======== Extrait ========
# 1 / 2020
10.03.2020

Poursuite différée: non aux accords en droit pénal

3. La mise en accusation différée, solution ou semblant de solution?

3.1. Les risques sont inhérents à l’économie de marché

Par définition, un système d’économie de marché se fonde sur des risques et des opportunités. Le progrès n’est possible qu’avec une certaine prise de risques.

«While a company may die a quick death if it does not manage its critical risks, it will certainly die a slow death, if it does not take enough risks».

Par conséquent, il est important d’établir une distinction entre l’introduction d’une procédure pénale qui pourrait déboucher sur la condamnation d’une entreprise et le fait de sanctionner les agissements répréhensibles de l’entreprise au moyen d’une procédure civile ou d’une procédure administrative. Il existe souvent, au niveau national, une fine mécanique entre droit pénal et dispositions en matière de surveillance qu’il faut éviter de dérégler sans raison. Les conclusions que l’on peut tirer des solutions américaines ne sont valables que de manière limitée pour la Suisse, car la position du procureur et la relation entre la responsabilité civile et la responsabilité pénale diffèrent sensiblement à l’intérieur de ces deux ordres juridiques .

3.2. L’introduction d’un accord de poursuite différée, chance ou menace pour l’entreprise?

L’instrument de la mise en accusation différée soulève des questions sur le fonctionnement de l’État de droit.

L’introduction de modèles inspirés du DPA revient à attribuer un pouvoir considérable aux procureurs, qui s’exerce au détriment des entreprises et de leurs actionnaires. Les conventions conclues entre les procureurs et les entreprises ne sont pas des accords entre parties égales, car les entreprises n’ont souvent pas d’autre choix que de signer la convention dont les termes sont dictés par les autorités de poursuite pénale. D’où le risque aussi de voir le DPA (et le NPA) être utilisé également dans des affaires qui, autrefois, n’auraient donné lieu à aucune instruction pénale (en présence seulement d’une faute mineure, en l’absence de présomption de culpabilité ou tout simplement faute d’éléments de preuve, par exemple). On peut ainsi supposer que des procureurs puissent être tentés d’utiliser le DPA aussi dans des affaires qui, par le passé, n’auraient pas donné lieu à l’ouverture d’une procédure, ou pour lesquelles la procédure aurait été suspendue. On peut s’en inquiéter sous l’angle de la séparation des pouvoirs, car le système n’offre aucun instrument contre des procureurs trop zélés. Par le DPA, les procureurs peuvent de manière discrétionnaire imposer à une entreprise des réformes structurelles importantes sans être soumis au contrôle d’un tribunal. La plupart des DPA incluent une clause qui prévoit que le procureur est seul compétent pour déterminer si les conditions conclues dans la convention sont respectées.
======== Matériel ========
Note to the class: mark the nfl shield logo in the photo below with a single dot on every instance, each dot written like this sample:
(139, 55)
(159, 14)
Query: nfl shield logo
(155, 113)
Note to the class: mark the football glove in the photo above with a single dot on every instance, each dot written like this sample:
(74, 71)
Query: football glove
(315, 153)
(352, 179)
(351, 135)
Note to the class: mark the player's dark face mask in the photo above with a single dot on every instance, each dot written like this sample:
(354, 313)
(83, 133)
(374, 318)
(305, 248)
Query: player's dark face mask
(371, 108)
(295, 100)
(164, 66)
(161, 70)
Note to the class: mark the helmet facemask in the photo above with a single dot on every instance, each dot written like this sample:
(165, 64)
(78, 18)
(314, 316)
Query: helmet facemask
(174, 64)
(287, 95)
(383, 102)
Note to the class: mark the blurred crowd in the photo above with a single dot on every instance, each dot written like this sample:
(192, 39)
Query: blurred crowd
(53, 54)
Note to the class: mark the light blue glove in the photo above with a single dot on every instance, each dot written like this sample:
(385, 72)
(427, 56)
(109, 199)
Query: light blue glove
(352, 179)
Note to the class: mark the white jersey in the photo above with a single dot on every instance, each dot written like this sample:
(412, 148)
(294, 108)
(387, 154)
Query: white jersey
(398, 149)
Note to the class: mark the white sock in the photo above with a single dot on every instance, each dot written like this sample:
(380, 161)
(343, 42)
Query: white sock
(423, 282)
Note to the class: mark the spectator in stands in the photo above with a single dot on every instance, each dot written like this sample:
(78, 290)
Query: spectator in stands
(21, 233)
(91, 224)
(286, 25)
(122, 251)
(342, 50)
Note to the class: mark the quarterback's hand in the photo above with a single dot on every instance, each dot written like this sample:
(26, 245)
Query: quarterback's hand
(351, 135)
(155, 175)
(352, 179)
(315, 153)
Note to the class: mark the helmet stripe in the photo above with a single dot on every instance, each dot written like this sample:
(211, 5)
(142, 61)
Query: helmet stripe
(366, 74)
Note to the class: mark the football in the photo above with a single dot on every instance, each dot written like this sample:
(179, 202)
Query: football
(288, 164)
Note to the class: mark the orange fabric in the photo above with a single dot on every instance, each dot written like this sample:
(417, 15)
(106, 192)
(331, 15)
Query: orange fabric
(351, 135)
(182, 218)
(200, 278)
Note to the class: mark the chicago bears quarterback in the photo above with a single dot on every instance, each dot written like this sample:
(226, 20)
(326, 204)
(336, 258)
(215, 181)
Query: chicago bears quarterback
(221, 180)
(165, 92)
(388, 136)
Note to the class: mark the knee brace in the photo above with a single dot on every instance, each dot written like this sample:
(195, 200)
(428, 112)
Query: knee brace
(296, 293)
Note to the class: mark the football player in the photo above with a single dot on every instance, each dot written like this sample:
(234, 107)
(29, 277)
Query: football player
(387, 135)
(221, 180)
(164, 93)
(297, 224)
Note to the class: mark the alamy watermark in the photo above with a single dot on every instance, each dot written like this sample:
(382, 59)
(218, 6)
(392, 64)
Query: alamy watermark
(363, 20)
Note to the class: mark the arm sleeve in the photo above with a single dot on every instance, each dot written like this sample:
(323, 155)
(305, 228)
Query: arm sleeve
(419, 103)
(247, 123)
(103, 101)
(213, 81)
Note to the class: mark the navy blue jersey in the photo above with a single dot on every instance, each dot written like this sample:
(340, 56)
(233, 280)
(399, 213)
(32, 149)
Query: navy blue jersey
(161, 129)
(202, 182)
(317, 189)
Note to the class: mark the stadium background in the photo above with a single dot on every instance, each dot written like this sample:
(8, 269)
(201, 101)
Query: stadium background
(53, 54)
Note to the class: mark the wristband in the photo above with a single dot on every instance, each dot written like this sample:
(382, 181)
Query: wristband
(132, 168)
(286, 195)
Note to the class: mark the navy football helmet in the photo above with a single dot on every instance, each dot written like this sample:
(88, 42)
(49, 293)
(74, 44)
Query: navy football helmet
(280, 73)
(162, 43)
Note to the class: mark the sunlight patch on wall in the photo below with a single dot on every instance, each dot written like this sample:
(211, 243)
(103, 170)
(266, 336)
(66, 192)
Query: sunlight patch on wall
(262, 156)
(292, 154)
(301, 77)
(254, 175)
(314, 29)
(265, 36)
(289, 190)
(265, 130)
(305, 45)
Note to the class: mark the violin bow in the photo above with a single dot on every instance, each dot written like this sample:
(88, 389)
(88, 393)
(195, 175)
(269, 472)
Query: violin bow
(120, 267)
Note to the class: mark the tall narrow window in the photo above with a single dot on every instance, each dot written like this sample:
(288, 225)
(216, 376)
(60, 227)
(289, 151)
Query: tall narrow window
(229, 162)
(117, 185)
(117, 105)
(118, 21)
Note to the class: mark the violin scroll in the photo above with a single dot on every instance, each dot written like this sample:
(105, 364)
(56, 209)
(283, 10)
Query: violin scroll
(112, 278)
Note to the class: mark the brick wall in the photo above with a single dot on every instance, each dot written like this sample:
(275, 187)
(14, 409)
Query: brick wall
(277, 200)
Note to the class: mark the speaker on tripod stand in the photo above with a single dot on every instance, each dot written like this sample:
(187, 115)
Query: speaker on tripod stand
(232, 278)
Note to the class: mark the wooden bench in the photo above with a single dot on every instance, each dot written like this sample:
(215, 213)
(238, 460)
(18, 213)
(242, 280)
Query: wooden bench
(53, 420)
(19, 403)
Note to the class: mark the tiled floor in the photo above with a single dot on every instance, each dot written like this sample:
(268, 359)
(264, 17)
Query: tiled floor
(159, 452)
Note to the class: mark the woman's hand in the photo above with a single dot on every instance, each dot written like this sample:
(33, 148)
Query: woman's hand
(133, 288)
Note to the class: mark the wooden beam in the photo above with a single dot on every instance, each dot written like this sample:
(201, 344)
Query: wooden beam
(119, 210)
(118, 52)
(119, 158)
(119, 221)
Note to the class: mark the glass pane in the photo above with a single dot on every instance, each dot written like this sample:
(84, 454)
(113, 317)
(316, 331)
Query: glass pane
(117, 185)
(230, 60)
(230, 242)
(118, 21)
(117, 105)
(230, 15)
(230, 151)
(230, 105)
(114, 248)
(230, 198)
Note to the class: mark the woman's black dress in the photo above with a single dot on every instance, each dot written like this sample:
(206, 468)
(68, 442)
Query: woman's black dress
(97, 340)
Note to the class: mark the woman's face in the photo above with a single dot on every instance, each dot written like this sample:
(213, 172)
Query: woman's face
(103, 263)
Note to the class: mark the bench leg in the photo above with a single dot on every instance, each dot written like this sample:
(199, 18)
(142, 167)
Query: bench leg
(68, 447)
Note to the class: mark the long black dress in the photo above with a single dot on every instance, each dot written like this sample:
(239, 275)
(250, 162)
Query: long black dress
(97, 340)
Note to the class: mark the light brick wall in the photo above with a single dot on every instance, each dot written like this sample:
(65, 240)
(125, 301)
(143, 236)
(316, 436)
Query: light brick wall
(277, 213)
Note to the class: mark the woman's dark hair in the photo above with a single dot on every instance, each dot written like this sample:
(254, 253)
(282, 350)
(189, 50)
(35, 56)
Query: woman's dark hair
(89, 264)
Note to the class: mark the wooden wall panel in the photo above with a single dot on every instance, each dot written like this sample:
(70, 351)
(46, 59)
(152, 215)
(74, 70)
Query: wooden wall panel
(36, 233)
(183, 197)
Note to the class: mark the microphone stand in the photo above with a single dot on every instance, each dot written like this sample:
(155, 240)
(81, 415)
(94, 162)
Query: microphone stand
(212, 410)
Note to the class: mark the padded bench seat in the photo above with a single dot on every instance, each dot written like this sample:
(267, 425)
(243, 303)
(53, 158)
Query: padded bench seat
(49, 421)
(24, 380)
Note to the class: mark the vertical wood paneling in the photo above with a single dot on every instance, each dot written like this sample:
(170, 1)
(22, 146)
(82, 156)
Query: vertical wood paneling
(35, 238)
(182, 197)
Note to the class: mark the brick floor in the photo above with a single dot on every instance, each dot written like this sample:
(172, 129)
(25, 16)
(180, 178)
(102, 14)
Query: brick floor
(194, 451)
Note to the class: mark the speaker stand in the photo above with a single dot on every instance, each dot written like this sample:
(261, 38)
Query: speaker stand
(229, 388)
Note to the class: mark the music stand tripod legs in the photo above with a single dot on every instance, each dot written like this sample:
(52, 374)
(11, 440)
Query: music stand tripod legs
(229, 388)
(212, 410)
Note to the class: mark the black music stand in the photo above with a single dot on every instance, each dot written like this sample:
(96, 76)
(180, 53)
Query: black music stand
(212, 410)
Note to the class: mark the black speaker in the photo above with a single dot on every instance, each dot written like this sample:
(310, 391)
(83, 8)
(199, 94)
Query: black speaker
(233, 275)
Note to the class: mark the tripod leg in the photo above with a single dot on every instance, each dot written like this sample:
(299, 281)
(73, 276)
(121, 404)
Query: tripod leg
========
**Travaux**.
(1) D'après l'extrait sur la poursuite différée, pourquoi les conclusions tirées des solutions américaines ne valent-elles que de manière limitée pour la Suisse ? Répondez en une à trois phrases.
(2) Modifiez le passage de l'extrait sur la poursuite différée allant de "Par conséquent, il" à "ordres juridiques ." en remplaçant "procureur" par "ministère public".
Ce matériel n'est pas nécessaire.

**Réponses données**.
(1) Ces conclusions ne valent que de manière limitée pour la Suisse parce que la position du procureur diffère sensiblement entre les deux ordres juridiques. La relation entre la responsabilité civile et la responsabilité pénale y diffère aussi sensiblement.

(2)
Par conséquent, il est important d’établir une distinction entre l’introduction d’une procédure pénale qui pourrait déboucher sur la condamnation d’une entreprise et le fait de sanctionner les agissements répréhensibles de l’entreprise au moyen d’une procédure civile ou d’une procédure administrative. Il existe souvent, au niveau national, une fine mécanique entre droit pénal et dispositions en matière de surveillance qu’il faut éviter de dérégler sans raison. Les conclusions que l’on peut tirer des solutions américaines ne sont valables que de manière limitée pour la Suisse, car la position du ministère public et la relation entre la responsabilité civile et la responsabilité pénale diffèrent sensiblement à l’intérieur de ces deux ordres juridiques .